** start DOCUMENT EXTRACT **

Warren Buffet Returns of the fund and Index Fund

The Warren Buffett bet with Hedge Fund Manager

In Berkshire’s letter of2016 on Page 21, Warren Buffet talked about “The Bet” (or how your money finds its way to Wall Street). 

In Berkshire’s 2005 annual report, I argued that active investment management by professionals – in aggregate – would over a period of years underperform the returns achieved by rank amateurs who simply sat still.

Buffett’s contention was that an S&P 500 index fund would outperform a hand-picked portfolio of hedge funds over 10 years, due to fees, costs, and expenses, So basically The bet pit two basic investing philosophies against each other: passive and active investing.

Ted Seides co-manager of Protégé Partners, an asset manager that had raised money from limited partners to form a fund-of-funds, stepped up to challenge.

The bet officially commenced on January 1st, 2008.  The names of the funds were not disclosed.

The prize money was invested in zero-coupon Treasury bonds(the sides initially put $640,000 (split evenly)) that were structured to rise to $1 million over 10 years. But the financial crisis saw interest rates plunge and sent the bonds up to nearly $1 million in 2012.  By mutual agreement, the bettors sold the bonds and bought (actively managed) Berkshire B-shares, which were worth $1.4 million as of mid-February 2015.

The Protégé co-founder, who left in the fund in 2015, conceded defeat ahead of the contest’s scheduled wrap-up on December 31, 2017, writing, “for all intents and purposes, the game is over. I lost.”

As decided in the original bet, the money went to charity. Buffett’s charity pick was Girls Inc., an organization that supports young girls in Omaha through after-school and summer programs.

Warren Buffet even went ahead to say that If a statue is ever erected to honor the person who has done the most for American investors, the handsdown choice should be Jack Bogle. For decades, Jack has urged investors to invest in ultra-low-cost index funds.

Many feel that, If the period running from the beginning of 2008 through 2017 had seen a second swoon, Protégé’s co-founder might be writing sassy declarations of victory rather than what about it. While this battle has been won, the active-passive war will rage on.

Excerpts from Warren Buffett’s 2016 Berkshires letter are given below.

In this section, you will encounter, early on, the story of an investment bet I made nine years ago and, next, some strong opinions I have about investing

In Berkshire’s 2005 annual report, I argued that active investment management by professionals – in aggregate – would over a period of years underperform the returns achieved by rank amateurs who simply sat still. I explained that the massive fees levied by a variety of “helpers” would leave their clients – again in aggregate – worse off than if the amateurs simply invested in an unmanaged low-cost index fund.

** end DOCUMENT EXTRACT **

● GIVEN PROBLEM A
Rewrite the listing from its first line through the line with "x=274, y=186", substituting "steel railing" for "metal handrail" and leaving everything else the same.
● GIVEN PROBLEM B
Resume the passage about Warren Buffett's bet against a hedge fund manager, picking up right after its final sentence.

** start INPUT **

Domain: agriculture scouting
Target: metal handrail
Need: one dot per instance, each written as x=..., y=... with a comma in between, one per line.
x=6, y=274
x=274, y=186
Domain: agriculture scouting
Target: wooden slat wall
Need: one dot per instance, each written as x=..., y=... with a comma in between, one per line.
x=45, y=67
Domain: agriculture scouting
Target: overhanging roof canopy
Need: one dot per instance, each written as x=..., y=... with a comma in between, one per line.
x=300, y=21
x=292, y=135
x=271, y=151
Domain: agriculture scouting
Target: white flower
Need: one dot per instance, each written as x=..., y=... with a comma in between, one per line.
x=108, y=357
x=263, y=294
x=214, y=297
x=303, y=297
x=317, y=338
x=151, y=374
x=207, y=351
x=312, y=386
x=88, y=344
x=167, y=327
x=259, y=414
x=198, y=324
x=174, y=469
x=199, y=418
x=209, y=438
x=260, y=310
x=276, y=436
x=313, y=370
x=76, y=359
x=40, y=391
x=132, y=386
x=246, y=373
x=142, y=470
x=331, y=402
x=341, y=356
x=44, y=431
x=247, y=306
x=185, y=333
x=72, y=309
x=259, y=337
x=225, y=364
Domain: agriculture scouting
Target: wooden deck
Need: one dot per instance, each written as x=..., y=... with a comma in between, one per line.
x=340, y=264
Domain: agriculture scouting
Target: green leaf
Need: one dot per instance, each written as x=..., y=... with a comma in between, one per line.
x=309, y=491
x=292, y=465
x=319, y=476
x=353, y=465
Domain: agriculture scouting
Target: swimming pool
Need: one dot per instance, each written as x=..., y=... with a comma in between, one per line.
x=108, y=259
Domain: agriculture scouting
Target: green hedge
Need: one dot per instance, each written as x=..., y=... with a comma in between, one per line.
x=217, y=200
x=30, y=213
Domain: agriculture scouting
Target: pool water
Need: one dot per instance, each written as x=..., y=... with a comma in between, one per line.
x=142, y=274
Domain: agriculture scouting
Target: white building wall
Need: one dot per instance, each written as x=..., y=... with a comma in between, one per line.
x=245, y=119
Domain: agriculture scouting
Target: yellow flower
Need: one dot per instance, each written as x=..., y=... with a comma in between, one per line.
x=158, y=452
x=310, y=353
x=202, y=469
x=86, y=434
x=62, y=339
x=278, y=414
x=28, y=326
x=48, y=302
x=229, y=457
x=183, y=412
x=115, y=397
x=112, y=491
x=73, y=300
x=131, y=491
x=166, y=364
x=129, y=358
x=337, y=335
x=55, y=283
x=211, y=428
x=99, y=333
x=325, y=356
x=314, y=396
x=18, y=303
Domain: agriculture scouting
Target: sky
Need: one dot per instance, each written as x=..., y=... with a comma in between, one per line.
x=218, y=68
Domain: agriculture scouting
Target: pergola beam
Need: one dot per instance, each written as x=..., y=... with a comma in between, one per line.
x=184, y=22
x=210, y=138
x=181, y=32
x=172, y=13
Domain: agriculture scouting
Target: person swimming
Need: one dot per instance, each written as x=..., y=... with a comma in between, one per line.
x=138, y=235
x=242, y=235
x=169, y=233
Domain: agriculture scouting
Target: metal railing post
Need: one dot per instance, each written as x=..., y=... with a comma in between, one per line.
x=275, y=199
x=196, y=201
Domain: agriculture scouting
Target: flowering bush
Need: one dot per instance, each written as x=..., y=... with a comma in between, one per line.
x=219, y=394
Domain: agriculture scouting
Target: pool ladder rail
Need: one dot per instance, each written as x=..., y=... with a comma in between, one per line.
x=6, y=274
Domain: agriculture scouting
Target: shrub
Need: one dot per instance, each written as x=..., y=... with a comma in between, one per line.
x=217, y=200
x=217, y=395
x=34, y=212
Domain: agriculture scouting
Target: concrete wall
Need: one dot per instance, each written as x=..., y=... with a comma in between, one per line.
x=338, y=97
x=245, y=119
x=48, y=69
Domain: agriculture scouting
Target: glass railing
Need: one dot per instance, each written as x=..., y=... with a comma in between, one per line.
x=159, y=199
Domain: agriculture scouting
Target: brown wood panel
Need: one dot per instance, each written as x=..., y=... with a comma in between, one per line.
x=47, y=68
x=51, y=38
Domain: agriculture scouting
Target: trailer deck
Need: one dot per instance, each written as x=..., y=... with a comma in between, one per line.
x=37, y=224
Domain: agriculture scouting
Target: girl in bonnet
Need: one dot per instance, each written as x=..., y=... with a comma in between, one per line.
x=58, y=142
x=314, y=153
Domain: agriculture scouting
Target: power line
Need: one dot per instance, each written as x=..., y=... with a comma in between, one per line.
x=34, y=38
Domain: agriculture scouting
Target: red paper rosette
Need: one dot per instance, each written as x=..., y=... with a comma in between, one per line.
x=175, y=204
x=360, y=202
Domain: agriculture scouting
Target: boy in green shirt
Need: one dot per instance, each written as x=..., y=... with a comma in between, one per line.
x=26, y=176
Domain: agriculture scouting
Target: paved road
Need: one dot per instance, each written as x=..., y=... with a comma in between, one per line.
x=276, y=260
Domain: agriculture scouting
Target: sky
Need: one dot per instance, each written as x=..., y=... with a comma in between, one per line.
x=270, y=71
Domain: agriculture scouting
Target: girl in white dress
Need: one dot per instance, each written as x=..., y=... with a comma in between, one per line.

** end INPUT **

● TASK RESULT A
Domain: agriculture scouting
Target: steel railing
Need: one dot per instance, each written as x=..., y=... with a comma in between, one per line.
x=6, y=274
x=274, y=186

● TASK RESULT B
Subsequently, I publicly offered to wager $500,000 that no investment pro could select a set of at least five hedge funds – wildly-popular and high-fee investing vehicles – that would over an extended period match the performance of an unmanaged S&P-500 index fund charging only token fees. I suggested a ten-year bet and named a low-cost Vanguard S&P fund as my contender. I then sat back and waited expectantly for a parade of fund managers – who could include their own fund as one of the five – to come forth and defend their occupation. After all, these managers urged others to bet billions on their abilities. Why should they fear putting a little of their own money on the line?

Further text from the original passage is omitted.